● **What this task involves**
Pick out each line in the records below that contains the string "bare" and copy those lines. Letter case must match.
▬▬▬
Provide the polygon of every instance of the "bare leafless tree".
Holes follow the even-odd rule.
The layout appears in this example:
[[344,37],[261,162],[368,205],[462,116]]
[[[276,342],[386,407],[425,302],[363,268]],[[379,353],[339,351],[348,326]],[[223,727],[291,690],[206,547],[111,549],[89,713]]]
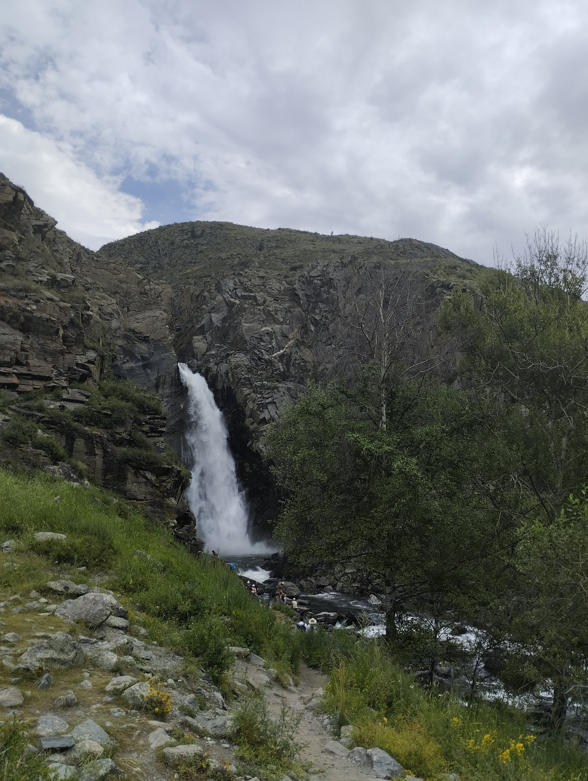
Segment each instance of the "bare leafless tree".
[[444,360],[446,351],[433,349],[434,307],[422,266],[351,261],[342,284],[339,318],[345,349],[338,369],[350,377],[362,366],[375,371],[379,399],[378,426],[387,427],[390,383],[424,376]]

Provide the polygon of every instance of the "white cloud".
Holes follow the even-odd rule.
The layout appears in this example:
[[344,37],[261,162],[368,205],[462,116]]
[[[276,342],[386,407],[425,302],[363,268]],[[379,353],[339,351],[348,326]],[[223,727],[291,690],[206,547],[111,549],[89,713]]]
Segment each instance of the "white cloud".
[[[0,86],[112,191],[175,180],[194,218],[483,262],[540,222],[588,234],[579,0],[21,0],[3,17]],[[117,226],[137,223],[121,202]]]
[[2,114],[0,170],[24,187],[40,209],[59,215],[62,230],[91,249],[159,224],[140,222],[143,204],[120,192],[116,179],[98,177],[66,144]]

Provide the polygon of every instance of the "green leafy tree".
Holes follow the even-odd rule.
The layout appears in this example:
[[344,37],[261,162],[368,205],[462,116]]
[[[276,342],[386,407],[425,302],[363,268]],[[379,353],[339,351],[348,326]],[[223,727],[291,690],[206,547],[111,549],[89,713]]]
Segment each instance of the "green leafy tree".
[[560,732],[568,703],[586,706],[588,671],[588,495],[570,497],[554,521],[519,530],[522,594],[512,628],[528,679],[554,689],[550,727]]
[[476,458],[476,422],[458,395],[433,380],[400,383],[383,430],[361,390],[313,386],[268,437],[284,491],[276,534],[299,561],[380,573],[391,642],[407,601],[447,615],[483,587],[479,562],[494,551],[494,516],[465,468]]
[[536,231],[511,267],[486,274],[480,299],[457,293],[443,312],[444,327],[461,340],[469,411],[503,464],[497,482],[485,480],[486,494],[513,517],[540,508],[554,520],[585,478],[587,265],[585,242]]

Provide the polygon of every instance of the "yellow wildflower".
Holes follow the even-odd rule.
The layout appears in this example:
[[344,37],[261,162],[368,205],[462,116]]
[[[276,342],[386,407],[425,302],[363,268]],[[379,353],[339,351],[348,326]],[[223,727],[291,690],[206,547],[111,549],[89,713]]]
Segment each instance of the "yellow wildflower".
[[482,738],[482,750],[484,753],[487,753],[488,749],[490,747],[492,744],[494,742],[494,739],[492,737],[490,733]]

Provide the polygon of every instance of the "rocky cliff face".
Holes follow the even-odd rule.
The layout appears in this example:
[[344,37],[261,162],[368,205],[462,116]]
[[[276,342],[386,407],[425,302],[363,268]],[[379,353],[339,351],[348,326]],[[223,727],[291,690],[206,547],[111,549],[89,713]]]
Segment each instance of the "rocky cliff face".
[[[185,397],[176,362],[187,362],[225,412],[239,476],[262,523],[275,514],[264,430],[284,400],[328,372],[344,349],[337,310],[350,259],[419,259],[433,305],[479,269],[413,240],[225,223],[165,226],[93,253],[5,177],[0,228],[2,387],[20,398],[96,381],[107,355],[116,376],[158,394],[168,412],[166,437],[181,452]],[[76,452],[91,462],[95,448],[79,444]]]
▬▬▬
● **Expected answer**
Provide the polygon of every instance of the "bare leafless tree".
Segment each instance of the "bare leafless tree".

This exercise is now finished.